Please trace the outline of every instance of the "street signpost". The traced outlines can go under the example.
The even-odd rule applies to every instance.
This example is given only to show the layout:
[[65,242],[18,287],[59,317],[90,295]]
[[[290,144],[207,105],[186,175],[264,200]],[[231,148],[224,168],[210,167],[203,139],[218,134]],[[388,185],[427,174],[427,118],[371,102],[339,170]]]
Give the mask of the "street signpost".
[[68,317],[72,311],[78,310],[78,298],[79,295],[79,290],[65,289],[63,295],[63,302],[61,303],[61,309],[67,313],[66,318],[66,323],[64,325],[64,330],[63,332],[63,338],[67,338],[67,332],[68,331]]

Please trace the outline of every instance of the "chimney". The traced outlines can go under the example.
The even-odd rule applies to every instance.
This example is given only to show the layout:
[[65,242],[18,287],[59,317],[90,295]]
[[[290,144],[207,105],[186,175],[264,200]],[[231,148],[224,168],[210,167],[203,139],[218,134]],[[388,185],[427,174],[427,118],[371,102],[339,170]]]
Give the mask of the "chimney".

• **Task brief**: Echo every line of the entries above back verbatim.

• **Exercise solution**:
Please trace the outline of every instance of the "street signpost". The traced outlines can go under the example.
The even-odd rule applies to every instance.
This example is given only to show the layout:
[[65,242],[18,287],[59,317],[90,295]]
[[[290,144],[207,105],[186,175],[264,200]],[[231,148],[224,168],[210,167],[203,139],[218,134]],[[388,185],[427,174],[427,118],[371,102],[339,170]]]
Give the mask of the "street signpost".
[[68,317],[72,311],[78,310],[78,298],[79,295],[79,290],[65,289],[63,295],[63,302],[61,303],[61,309],[67,313],[66,318],[66,323],[64,325],[64,330],[63,332],[63,338],[67,338],[67,332],[68,331]]

Please trace the outline of every instance of the "chimney". The traced outlines can go under the example.
The even-odd rule applies to every instance.
This example is given only to show the layout:
[[65,242],[18,287],[59,317],[90,295]]
[[[290,144],[207,105],[186,175],[264,200]],[[231,148],[224,168],[210,167],[203,139],[218,134]],[[388,185],[427,174],[427,118],[371,102],[339,170]]]
Give the mask of the "chimney".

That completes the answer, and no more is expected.